→ **Dataset records**
▬▬▬
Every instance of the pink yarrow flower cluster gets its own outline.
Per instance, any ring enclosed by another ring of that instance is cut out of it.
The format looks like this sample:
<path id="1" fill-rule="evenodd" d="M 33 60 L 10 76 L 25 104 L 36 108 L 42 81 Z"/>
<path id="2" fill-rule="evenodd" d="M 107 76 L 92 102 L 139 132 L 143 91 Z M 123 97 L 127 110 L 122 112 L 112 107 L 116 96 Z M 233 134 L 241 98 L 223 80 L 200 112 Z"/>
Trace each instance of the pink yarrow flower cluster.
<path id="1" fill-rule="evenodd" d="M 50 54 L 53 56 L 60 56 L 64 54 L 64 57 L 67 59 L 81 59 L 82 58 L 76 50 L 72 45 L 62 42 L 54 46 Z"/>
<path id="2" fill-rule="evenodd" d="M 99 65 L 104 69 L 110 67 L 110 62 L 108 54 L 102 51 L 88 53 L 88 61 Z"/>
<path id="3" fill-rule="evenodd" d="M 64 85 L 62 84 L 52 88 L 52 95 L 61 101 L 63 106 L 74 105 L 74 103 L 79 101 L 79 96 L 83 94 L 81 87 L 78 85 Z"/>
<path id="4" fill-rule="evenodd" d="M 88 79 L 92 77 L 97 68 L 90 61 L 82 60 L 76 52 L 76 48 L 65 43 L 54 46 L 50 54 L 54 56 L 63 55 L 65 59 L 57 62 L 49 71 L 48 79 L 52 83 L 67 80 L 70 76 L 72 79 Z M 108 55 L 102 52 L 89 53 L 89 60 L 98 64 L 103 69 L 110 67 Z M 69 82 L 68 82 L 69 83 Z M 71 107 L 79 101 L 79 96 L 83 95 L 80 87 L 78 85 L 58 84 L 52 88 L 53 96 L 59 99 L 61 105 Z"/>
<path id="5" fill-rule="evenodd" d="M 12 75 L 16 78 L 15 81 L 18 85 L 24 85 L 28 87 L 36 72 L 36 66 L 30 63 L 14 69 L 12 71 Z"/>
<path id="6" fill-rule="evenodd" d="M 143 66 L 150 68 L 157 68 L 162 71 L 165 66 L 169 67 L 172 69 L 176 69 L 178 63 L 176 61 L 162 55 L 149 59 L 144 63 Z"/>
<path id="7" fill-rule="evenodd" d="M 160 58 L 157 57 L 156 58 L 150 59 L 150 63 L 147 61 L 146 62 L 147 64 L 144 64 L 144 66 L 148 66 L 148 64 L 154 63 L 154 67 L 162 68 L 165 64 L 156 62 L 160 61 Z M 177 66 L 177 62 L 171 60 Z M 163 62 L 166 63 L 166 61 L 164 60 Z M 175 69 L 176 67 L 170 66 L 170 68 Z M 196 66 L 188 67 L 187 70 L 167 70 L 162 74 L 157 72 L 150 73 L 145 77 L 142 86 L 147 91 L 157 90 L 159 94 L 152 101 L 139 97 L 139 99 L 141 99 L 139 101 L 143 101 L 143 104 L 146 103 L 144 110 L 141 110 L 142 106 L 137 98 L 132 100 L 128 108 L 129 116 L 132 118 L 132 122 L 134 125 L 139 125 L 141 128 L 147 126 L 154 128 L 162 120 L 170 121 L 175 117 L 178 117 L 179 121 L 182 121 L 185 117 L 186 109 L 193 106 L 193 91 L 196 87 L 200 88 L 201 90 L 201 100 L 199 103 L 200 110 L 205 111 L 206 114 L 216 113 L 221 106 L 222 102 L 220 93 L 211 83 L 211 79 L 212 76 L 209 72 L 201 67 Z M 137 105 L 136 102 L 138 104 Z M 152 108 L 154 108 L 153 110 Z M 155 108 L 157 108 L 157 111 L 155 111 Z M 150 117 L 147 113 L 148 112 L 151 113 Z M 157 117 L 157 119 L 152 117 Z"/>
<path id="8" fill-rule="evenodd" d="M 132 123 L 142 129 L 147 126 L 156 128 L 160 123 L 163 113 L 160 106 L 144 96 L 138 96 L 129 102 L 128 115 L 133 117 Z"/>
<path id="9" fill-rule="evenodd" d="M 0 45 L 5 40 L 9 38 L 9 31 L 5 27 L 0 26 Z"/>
▬▬▬
→ **Directive**
Could you rewrite all the rows above, renaming "pink yarrow flower cluster" to "yarrow blossom head" wherever it appears and leaving everything else untouched?

→ **Output for this exercise**
Every instance of the yarrow blossom head gets its own outline.
Per instance, any ring enclosed by another ring of that instance is cut out of it.
The format looks like this sample:
<path id="1" fill-rule="evenodd" d="M 33 60 L 10 76 L 25 104 L 36 108 L 42 81 Z"/>
<path id="2" fill-rule="evenodd" d="M 107 76 L 92 102 L 139 132 L 143 91 Z M 123 97 L 127 110 L 122 112 L 112 107 L 116 96 Z M 233 134 L 241 98 L 223 80 L 200 112 Z"/>
Trace each instance of the yarrow blossom head.
<path id="1" fill-rule="evenodd" d="M 50 54 L 53 56 L 60 56 L 64 54 L 64 57 L 67 59 L 81 59 L 82 58 L 76 50 L 72 45 L 62 42 L 54 46 Z"/>
<path id="2" fill-rule="evenodd" d="M 99 65 L 104 69 L 110 67 L 110 62 L 108 54 L 102 51 L 88 53 L 88 61 Z"/>
<path id="3" fill-rule="evenodd" d="M 64 85 L 62 84 L 52 88 L 52 95 L 61 101 L 63 106 L 74 105 L 74 103 L 79 101 L 79 96 L 83 94 L 81 87 L 78 85 Z"/>
<path id="4" fill-rule="evenodd" d="M 88 79 L 92 77 L 97 68 L 90 61 L 82 60 L 76 52 L 76 48 L 65 43 L 54 46 L 50 54 L 54 56 L 63 55 L 65 59 L 57 62 L 49 71 L 48 79 L 52 83 L 67 80 L 70 76 L 72 79 Z M 108 55 L 102 52 L 89 53 L 89 60 L 98 64 L 103 69 L 110 67 Z M 69 82 L 68 82 L 69 83 Z M 71 107 L 79 101 L 79 96 L 83 95 L 80 87 L 78 85 L 58 84 L 52 88 L 53 96 L 59 99 L 61 105 Z"/>
<path id="5" fill-rule="evenodd" d="M 12 75 L 16 78 L 15 81 L 18 85 L 24 85 L 28 87 L 36 72 L 36 66 L 30 63 L 14 69 L 12 71 Z"/>
<path id="6" fill-rule="evenodd" d="M 143 66 L 150 68 L 157 68 L 162 71 L 165 66 L 169 67 L 172 69 L 176 69 L 178 63 L 176 61 L 162 55 L 149 59 L 144 63 Z"/>
<path id="7" fill-rule="evenodd" d="M 160 58 L 157 57 L 156 58 L 150 59 L 150 63 L 147 61 L 146 62 L 147 64 L 144 64 L 144 66 L 148 66 L 148 64 L 154 63 L 154 67 L 162 68 L 165 64 L 156 62 L 160 61 Z M 177 66 L 177 62 L 171 60 Z M 163 62 L 166 63 L 166 61 L 164 60 Z M 175 69 L 176 67 L 170 66 L 170 68 Z M 196 66 L 188 67 L 187 70 L 167 70 L 162 74 L 157 72 L 150 73 L 145 77 L 142 86 L 147 91 L 157 90 L 159 94 L 152 101 L 139 97 L 139 99 L 141 99 L 139 101 L 143 101 L 143 104 L 146 103 L 144 110 L 141 110 L 142 106 L 137 98 L 132 100 L 128 108 L 129 116 L 132 118 L 132 122 L 134 125 L 139 125 L 141 128 L 147 126 L 154 128 L 162 120 L 170 121 L 175 117 L 178 117 L 179 121 L 182 121 L 185 117 L 186 109 L 193 106 L 193 91 L 196 87 L 200 88 L 201 90 L 201 100 L 199 103 L 200 110 L 205 111 L 206 114 L 216 113 L 221 106 L 222 102 L 220 93 L 211 83 L 211 79 L 212 76 L 209 72 L 201 67 Z M 137 105 L 136 102 L 138 104 Z M 152 108 L 154 108 L 153 110 Z M 155 108 L 157 108 L 157 111 L 155 111 Z M 150 117 L 147 113 L 148 112 L 151 113 Z M 157 117 L 157 119 L 152 117 Z"/>
<path id="8" fill-rule="evenodd" d="M 132 123 L 142 129 L 147 126 L 156 128 L 160 123 L 163 113 L 160 106 L 144 96 L 138 96 L 129 102 L 128 115 L 133 117 Z"/>
<path id="9" fill-rule="evenodd" d="M 0 45 L 5 40 L 9 38 L 9 31 L 5 27 L 0 26 Z"/>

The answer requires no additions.